● Objective: Reproduce, word for word, the stretch of the Float X shock thread from "## chafingdish (Aug" through "(Oct 30, 2018)".
━━ Extract ━━
I just bought a take-off one of these to try out on my Commencal Meta TR, we'll see how it works out for me. I'm cautiously optimistic.


----------



## tyreed70 (Jan 7, 2010)

MTB_Underdog said:


> Weird, i emailed Ohlins and Fox about a shock for my Stumpy. Ohlins didn't respond, Fox sent me the following reply:
> 
> "Our new float X sounds like it would be up to the task. There are a couple of different sized shocks for the 2021 stumpjumper the 190 X 45 and the 210 X 50 as well as 210 X 55. Your local shop can help you determine the size and place the order for the shock."



The person at Fox I spoke to on the the phone said that he only had a list of OEM Fitments, so he did not know if it would work and sent me the measurements. I will just wait on mine and give it a try when it arrives.


----------



## chafingdish (Aug 2, 2017)

My local shop is a specialized dealer and got in a few float x’s for all the stumpy riders in town who might want to upgrade. I’m assuming there’s no fit issue. I’m strongly consi the upgrade.
Regarding the ”different sized shocks for the Stumpjumper“ as quoted by Fox, are they saying all three of those sizes would fit? Or am I misunderstanding? I’m curious because it appears the 190x45, which is the stock SJ size, is only available in factory, while I think you can get the performance elite in the other sizes.


----------



## Pipeliner (Oct 30, 2018)

Brules said:


> Anyone get any ride time yet on their Float X?


I’ve got a Float X on a Ripmo V2. I am not running a volume spacer as yet. I weigh 250-255 with gear and had to pressure the shock to 260 to get a little under 30% sag. I’m close to the recommended rebound settings as well. I ride mostly in the Fruita/GJ area and don’t shy away from drops and small jumps but also am not out looking to break anything… the bike or me. Mostly riding chunky and steep trails.
━━━
━━ Provided data ━━
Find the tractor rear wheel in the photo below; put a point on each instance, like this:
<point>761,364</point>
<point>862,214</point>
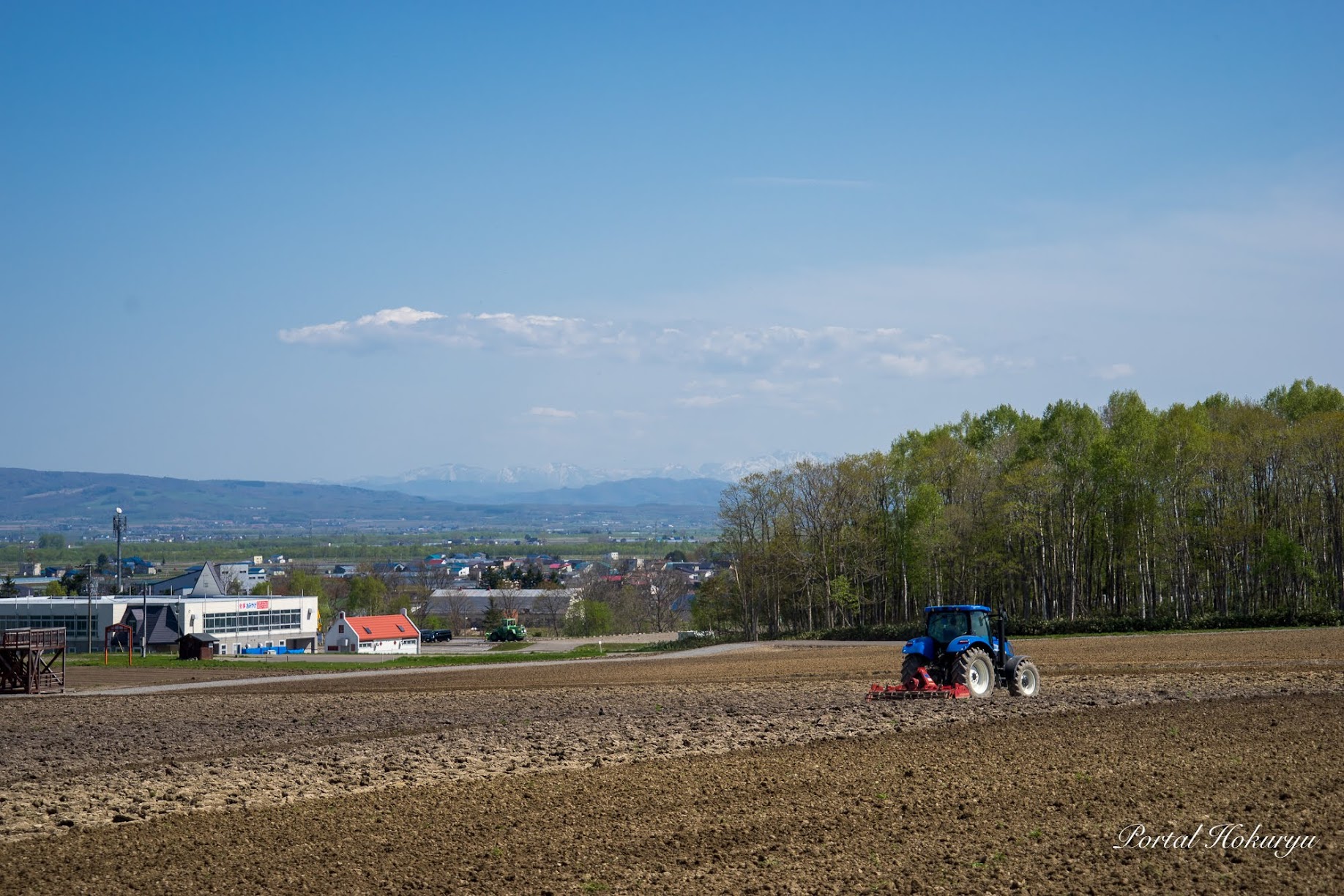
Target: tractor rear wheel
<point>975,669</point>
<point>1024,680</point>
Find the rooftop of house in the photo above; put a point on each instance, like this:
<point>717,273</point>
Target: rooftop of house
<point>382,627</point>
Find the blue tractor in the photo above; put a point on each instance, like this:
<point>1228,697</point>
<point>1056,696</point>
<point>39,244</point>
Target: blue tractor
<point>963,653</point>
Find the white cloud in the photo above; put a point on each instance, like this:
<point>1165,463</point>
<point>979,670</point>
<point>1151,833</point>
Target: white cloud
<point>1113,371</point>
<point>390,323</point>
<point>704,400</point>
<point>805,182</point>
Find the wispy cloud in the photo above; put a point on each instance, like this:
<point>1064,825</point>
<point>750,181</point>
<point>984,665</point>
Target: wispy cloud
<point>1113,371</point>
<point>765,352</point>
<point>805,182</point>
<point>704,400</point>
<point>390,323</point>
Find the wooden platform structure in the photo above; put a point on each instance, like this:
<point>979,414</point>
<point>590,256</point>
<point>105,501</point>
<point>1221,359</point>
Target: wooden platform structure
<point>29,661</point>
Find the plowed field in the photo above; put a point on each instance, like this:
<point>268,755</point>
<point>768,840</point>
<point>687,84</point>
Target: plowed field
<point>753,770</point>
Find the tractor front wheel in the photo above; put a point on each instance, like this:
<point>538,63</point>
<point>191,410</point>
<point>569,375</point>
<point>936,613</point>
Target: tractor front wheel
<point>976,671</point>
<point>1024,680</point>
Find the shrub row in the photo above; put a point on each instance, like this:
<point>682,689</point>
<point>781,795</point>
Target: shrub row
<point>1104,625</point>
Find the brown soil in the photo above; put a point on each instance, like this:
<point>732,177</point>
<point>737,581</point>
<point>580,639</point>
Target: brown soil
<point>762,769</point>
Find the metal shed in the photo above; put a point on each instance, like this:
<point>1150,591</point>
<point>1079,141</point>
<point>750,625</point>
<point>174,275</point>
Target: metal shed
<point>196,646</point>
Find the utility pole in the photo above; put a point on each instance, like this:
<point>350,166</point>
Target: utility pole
━━━
● Answer to the exercise:
## chafingdish (Aug 2, 2017)

My local shop is a specialized dealer and got in a few float x’s for all the stumpy riders in town who might want to upgrade. I’m assuming there’s no fit issue. I’m strongly consi the upgrade.
Regarding the ”different sized shocks for the Stumpjumper“ as quoted by Fox, are they saying all three of those sizes would fit? Or am I misunderstanding? I’m curious because it appears the 190x45, which is the stock SJ size, is only available in factory, while I think you can get the performance elite in the other sizes.


----------



## Pipeliner (Oct 30, 2018)